RECORD EXCERPTS start
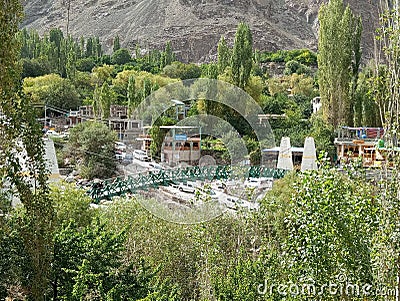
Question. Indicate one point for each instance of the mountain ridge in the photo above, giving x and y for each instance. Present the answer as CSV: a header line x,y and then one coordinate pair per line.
x,y
194,27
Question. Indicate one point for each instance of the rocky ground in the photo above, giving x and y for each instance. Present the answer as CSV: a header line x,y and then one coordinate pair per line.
x,y
193,26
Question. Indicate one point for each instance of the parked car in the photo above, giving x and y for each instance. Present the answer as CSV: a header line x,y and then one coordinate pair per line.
x,y
120,146
187,187
141,155
127,159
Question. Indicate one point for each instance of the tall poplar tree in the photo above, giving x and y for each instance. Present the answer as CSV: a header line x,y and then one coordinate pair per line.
x,y
224,55
339,58
21,148
242,55
131,95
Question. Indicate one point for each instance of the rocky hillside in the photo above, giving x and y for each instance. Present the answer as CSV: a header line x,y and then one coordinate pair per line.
x,y
193,26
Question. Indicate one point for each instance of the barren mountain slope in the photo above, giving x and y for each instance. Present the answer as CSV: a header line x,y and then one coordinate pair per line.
x,y
193,26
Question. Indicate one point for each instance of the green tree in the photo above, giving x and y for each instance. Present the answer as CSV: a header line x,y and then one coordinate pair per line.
x,y
21,134
338,62
116,44
157,135
133,99
224,55
93,143
168,56
105,100
182,71
52,90
242,55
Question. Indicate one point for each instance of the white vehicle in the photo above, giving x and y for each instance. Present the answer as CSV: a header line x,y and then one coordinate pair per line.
x,y
187,187
141,155
51,133
208,193
259,183
120,146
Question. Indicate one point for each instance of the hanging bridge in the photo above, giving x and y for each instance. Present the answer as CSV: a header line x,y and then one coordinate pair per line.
x,y
130,184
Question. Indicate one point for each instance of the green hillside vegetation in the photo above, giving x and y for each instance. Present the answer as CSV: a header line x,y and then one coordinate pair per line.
x,y
327,234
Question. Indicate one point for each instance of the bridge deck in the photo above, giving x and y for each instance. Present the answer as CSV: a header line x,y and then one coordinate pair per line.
x,y
122,185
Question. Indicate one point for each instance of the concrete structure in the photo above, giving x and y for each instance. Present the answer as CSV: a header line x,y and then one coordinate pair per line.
x,y
309,161
285,155
354,142
51,160
316,103
181,145
270,156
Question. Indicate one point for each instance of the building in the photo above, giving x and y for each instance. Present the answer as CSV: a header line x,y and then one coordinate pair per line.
x,y
316,103
128,129
355,142
182,144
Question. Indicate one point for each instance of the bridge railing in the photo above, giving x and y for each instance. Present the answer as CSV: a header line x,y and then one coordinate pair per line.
x,y
130,184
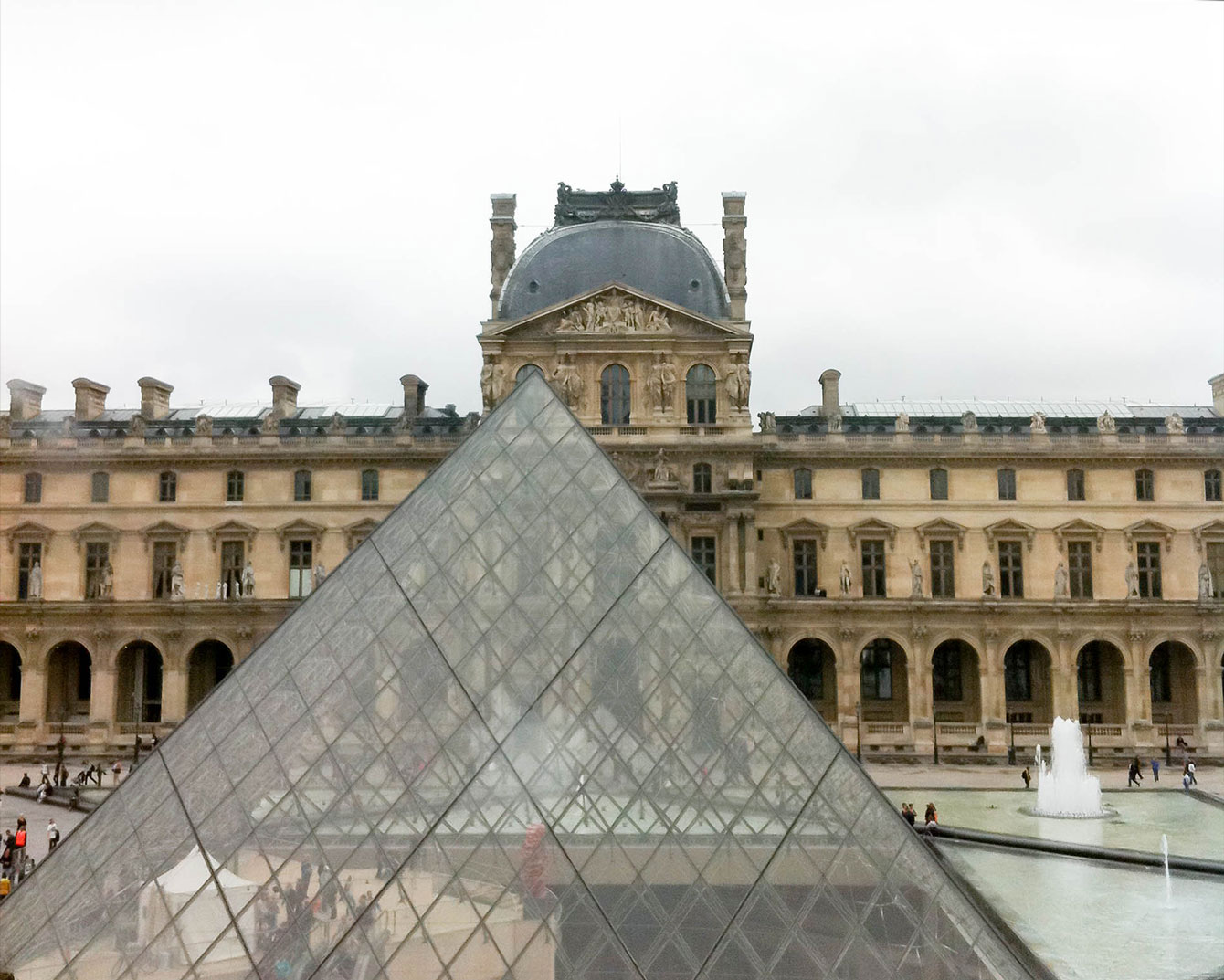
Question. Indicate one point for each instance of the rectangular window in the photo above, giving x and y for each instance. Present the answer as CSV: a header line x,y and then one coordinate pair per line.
x,y
806,568
29,554
1145,485
233,561
164,555
704,557
1080,569
1148,553
873,569
369,485
97,569
1011,573
301,562
943,574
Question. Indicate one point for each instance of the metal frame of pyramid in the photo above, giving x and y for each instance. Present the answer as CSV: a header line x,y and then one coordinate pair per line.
x,y
515,734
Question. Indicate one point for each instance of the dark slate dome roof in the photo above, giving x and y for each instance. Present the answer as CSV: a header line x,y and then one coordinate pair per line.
x,y
665,260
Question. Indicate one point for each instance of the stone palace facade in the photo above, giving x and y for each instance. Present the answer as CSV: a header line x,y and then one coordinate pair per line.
x,y
933,575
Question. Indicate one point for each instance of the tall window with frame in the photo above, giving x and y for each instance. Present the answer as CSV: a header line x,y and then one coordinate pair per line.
x,y
705,557
1011,569
1148,555
873,569
301,563
165,553
701,395
615,400
233,562
943,570
1080,569
803,483
805,551
28,554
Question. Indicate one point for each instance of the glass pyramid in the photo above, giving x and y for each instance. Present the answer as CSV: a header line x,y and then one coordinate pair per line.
x,y
515,734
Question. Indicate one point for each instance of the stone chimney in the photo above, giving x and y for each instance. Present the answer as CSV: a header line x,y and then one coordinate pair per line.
x,y
414,396
830,402
154,398
90,399
284,396
502,246
734,252
25,399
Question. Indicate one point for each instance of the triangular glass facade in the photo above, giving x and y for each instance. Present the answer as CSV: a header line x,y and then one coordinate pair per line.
x,y
515,734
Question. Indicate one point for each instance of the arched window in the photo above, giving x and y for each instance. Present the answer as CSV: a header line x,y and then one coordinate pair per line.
x,y
701,395
615,395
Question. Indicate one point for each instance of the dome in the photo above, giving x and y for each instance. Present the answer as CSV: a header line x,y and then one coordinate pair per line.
x,y
661,259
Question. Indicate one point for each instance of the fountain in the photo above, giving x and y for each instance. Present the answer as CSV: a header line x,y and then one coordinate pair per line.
x,y
1065,789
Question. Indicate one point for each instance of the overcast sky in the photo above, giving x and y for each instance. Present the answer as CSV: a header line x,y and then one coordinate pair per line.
x,y
975,198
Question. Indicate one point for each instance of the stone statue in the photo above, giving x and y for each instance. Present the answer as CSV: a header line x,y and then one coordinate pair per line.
x,y
1060,581
568,381
1205,584
1133,581
738,382
774,577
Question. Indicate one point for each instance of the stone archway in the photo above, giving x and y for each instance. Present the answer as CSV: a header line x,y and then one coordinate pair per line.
x,y
1174,687
139,683
1027,683
69,681
207,666
884,681
956,683
812,665
1101,683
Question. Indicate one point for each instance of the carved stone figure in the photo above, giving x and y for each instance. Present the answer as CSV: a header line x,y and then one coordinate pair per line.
x,y
1205,584
774,577
568,381
740,379
1133,581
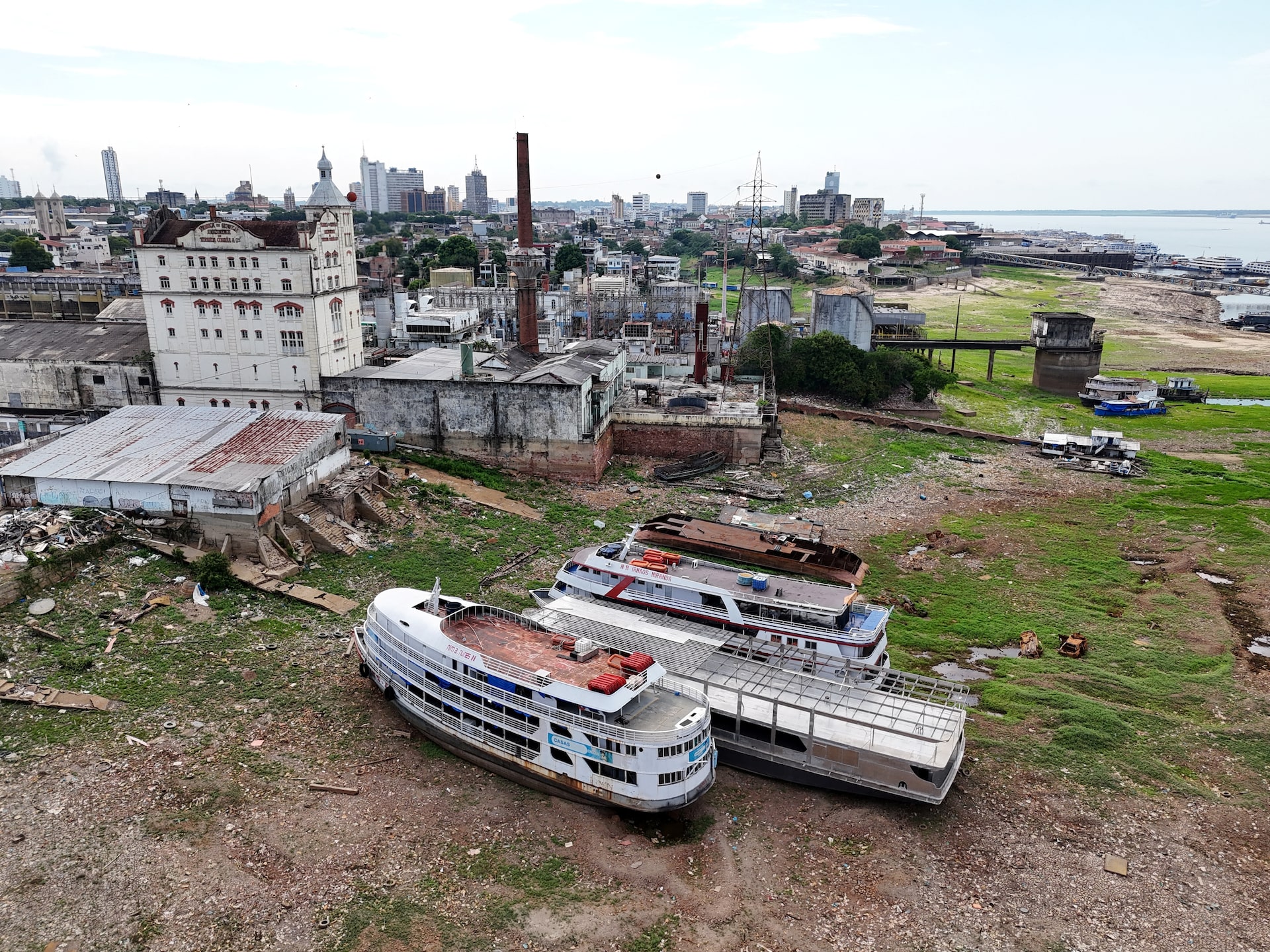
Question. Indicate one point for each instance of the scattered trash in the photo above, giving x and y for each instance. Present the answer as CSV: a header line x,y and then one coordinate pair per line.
x,y
314,787
1214,579
1029,645
1118,865
1072,645
45,696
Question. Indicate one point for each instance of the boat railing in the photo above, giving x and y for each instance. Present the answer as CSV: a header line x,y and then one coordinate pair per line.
x,y
529,706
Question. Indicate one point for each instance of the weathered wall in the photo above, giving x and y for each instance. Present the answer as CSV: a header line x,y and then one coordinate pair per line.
x,y
1064,371
669,441
535,428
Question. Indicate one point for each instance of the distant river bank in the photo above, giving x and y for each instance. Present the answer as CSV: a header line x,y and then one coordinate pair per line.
x,y
1175,234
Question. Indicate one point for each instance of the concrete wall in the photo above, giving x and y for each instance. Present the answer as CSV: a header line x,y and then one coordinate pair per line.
x,y
69,385
1066,371
846,315
676,441
535,428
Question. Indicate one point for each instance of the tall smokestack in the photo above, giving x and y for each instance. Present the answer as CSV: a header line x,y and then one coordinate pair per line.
x,y
526,262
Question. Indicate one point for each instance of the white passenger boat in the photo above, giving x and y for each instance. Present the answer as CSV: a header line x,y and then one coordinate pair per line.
x,y
544,709
902,738
828,619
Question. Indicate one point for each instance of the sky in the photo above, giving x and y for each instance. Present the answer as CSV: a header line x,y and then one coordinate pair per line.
x,y
981,104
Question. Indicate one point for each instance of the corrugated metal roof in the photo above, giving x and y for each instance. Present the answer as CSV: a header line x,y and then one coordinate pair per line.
x,y
71,340
212,448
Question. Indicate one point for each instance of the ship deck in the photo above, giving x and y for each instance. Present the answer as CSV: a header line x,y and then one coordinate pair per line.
x,y
516,645
831,598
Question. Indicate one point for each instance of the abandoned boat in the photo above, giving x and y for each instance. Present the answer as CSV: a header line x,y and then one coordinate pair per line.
x,y
901,738
827,619
774,550
544,709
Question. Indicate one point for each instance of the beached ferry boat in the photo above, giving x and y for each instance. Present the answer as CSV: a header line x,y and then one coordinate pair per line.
x,y
817,617
544,709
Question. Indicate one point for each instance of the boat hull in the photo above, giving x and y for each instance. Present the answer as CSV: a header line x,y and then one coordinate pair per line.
x,y
742,757
534,779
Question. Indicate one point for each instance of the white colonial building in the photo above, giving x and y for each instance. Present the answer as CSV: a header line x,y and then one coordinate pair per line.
x,y
252,314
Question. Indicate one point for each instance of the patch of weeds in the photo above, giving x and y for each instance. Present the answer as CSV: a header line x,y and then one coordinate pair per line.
x,y
653,938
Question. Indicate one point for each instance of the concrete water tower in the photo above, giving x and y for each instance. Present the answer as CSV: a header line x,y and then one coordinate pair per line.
x,y
1068,352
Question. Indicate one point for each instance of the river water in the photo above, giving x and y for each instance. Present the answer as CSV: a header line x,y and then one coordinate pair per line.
x,y
1189,235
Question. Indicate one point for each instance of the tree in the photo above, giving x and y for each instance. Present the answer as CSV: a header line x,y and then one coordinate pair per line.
x,y
458,252
26,252
570,257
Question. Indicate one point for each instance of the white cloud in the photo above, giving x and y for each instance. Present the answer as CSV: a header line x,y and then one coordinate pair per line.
x,y
800,36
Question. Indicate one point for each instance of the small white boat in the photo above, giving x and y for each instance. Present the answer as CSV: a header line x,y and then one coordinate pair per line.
x,y
544,709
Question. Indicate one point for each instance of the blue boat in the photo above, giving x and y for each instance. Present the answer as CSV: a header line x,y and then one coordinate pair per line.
x,y
1130,408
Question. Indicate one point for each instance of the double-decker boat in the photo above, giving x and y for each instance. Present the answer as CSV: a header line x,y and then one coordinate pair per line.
x,y
545,709
826,619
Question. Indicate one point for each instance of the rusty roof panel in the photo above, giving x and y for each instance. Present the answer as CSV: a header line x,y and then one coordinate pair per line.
x,y
212,448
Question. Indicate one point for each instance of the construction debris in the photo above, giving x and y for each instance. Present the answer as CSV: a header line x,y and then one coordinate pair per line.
x,y
46,696
1029,645
332,789
1072,645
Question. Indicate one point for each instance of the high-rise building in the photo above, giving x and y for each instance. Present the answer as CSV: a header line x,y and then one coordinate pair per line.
x,y
400,182
375,187
247,314
476,192
50,218
868,211
111,168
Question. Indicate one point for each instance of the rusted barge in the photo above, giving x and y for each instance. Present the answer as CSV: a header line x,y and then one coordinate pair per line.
x,y
786,553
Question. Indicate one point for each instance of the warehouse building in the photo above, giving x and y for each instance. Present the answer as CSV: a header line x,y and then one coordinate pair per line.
x,y
230,470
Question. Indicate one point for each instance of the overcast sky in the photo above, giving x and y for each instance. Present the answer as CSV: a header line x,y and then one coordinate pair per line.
x,y
980,104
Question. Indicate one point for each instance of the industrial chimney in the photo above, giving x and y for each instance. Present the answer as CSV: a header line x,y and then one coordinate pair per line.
x,y
526,262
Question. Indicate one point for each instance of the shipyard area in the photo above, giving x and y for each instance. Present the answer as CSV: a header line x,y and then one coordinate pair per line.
x,y
1081,653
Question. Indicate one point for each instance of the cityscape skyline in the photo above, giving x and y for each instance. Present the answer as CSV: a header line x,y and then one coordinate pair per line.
x,y
997,145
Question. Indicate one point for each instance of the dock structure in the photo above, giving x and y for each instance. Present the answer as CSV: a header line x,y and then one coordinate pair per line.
x,y
873,730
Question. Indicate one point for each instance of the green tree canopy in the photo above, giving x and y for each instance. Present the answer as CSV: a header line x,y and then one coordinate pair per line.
x,y
458,252
26,252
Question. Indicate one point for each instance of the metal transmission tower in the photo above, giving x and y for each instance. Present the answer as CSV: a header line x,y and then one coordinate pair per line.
x,y
762,311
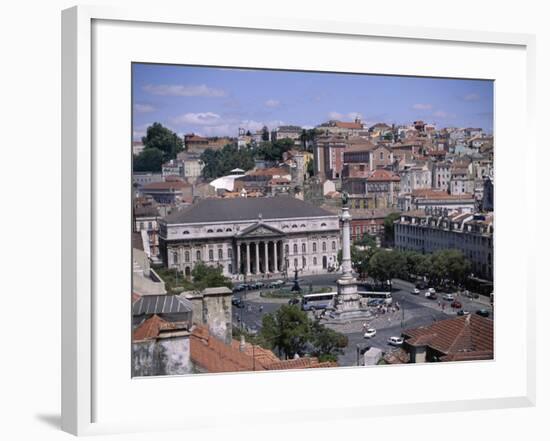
RECORD EXCERPTS end
Collect and copy out every line in the entries above that contains the word "river".

Question. Indicate one point for each instance of the distant river bank in the photo above, giving x and y for each instance. Present the answer as CSV: a header line x,y and then one coordinate pair per line.
Question. Indicate one point for each instance of the river water in the photo above, giving x and y for each instance. Present the answer as CSV: a header line x,y and then one coordinate pair per line.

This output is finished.